____ 输入内容

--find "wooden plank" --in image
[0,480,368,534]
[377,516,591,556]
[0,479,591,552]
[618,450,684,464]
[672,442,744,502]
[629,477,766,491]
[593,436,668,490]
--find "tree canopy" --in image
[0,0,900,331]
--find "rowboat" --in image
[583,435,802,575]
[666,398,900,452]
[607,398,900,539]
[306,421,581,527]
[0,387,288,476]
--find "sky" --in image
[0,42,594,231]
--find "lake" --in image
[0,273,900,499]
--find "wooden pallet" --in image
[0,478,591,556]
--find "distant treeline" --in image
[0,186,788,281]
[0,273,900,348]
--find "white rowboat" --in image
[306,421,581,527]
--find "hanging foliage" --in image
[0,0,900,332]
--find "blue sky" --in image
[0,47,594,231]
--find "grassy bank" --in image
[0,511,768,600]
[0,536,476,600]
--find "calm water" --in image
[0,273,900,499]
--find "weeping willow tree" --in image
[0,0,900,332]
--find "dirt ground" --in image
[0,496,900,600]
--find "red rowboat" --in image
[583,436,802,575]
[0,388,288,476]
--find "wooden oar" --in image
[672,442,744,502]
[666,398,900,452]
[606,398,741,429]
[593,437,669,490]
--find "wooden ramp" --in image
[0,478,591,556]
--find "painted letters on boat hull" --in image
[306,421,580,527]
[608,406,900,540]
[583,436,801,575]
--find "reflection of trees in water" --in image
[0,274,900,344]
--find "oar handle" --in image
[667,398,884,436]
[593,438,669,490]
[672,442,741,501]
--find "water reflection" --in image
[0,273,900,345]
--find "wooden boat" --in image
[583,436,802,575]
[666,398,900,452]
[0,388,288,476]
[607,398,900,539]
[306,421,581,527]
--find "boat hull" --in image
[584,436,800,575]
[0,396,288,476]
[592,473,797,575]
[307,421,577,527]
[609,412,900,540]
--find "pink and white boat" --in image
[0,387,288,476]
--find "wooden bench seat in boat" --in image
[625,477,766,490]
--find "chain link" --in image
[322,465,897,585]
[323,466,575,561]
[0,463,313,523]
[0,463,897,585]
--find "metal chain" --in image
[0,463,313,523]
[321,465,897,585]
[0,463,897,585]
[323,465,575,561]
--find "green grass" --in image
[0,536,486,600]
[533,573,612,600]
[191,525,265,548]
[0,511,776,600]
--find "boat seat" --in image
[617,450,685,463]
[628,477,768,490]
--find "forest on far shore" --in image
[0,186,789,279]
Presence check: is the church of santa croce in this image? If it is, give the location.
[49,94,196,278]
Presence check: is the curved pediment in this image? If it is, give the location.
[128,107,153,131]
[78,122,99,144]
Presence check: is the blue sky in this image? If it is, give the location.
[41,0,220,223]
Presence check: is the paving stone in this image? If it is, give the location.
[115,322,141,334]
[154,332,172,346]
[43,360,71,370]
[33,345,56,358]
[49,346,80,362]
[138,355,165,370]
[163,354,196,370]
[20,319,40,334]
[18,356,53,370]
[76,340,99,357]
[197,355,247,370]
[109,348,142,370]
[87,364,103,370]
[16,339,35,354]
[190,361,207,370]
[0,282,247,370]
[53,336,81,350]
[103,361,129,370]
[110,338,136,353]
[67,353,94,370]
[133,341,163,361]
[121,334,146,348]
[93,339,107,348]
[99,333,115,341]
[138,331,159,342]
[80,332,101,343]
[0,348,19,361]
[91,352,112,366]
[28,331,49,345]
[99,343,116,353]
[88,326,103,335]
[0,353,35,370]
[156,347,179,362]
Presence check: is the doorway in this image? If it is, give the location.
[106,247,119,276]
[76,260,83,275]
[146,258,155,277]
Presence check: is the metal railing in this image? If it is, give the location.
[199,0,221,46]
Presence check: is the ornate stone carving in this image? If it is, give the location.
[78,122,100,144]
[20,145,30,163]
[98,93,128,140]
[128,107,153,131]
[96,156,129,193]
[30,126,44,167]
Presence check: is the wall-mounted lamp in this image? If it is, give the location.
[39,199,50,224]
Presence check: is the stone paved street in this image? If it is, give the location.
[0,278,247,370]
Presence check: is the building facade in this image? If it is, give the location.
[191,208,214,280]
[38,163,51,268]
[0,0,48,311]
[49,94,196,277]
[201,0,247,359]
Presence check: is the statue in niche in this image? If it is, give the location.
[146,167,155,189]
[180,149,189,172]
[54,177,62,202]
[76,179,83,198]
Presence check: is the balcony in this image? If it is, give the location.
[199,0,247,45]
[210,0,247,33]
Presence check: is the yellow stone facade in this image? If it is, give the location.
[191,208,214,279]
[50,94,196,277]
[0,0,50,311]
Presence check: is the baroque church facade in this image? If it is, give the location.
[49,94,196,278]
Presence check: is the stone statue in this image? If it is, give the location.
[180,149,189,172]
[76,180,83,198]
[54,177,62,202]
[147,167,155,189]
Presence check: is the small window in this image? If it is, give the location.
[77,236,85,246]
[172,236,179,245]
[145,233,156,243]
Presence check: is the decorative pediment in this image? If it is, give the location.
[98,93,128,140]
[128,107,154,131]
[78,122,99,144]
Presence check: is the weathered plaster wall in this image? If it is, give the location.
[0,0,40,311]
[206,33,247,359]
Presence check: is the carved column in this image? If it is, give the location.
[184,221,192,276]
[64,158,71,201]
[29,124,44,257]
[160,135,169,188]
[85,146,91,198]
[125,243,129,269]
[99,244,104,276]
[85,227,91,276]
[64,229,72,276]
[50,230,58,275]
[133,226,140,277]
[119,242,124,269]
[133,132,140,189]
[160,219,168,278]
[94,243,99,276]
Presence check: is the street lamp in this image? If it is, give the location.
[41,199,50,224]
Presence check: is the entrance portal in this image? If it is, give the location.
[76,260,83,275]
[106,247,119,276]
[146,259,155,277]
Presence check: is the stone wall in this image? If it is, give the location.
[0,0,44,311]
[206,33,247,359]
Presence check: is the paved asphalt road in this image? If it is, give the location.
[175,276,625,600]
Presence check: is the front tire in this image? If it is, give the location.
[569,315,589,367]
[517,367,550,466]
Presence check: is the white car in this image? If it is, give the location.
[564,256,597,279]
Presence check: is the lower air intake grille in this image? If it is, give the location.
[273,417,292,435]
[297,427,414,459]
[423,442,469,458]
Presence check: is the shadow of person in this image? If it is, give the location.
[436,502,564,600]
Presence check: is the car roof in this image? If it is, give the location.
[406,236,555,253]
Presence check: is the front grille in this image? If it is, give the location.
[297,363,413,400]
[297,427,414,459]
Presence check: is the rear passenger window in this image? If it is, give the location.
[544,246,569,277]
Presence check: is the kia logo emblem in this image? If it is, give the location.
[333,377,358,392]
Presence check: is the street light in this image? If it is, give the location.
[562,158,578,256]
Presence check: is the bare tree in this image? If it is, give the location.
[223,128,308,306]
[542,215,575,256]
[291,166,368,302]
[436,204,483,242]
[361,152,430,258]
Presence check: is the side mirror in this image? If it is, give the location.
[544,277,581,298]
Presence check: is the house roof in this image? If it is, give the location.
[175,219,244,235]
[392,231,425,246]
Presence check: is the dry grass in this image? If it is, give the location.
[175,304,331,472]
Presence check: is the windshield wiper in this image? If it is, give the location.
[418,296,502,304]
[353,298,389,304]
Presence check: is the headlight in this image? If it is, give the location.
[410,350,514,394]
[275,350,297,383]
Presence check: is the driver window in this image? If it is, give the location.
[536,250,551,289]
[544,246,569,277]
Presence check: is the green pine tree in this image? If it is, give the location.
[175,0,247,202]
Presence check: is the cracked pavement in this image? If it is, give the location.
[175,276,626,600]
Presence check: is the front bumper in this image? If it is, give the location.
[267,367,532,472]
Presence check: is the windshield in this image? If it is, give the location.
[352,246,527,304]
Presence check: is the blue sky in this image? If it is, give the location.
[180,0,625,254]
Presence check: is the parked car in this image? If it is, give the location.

________

要求: 数一数上面有几行含有“street”这个词，大小写不同的不算，只写出行数。

答案如下: 3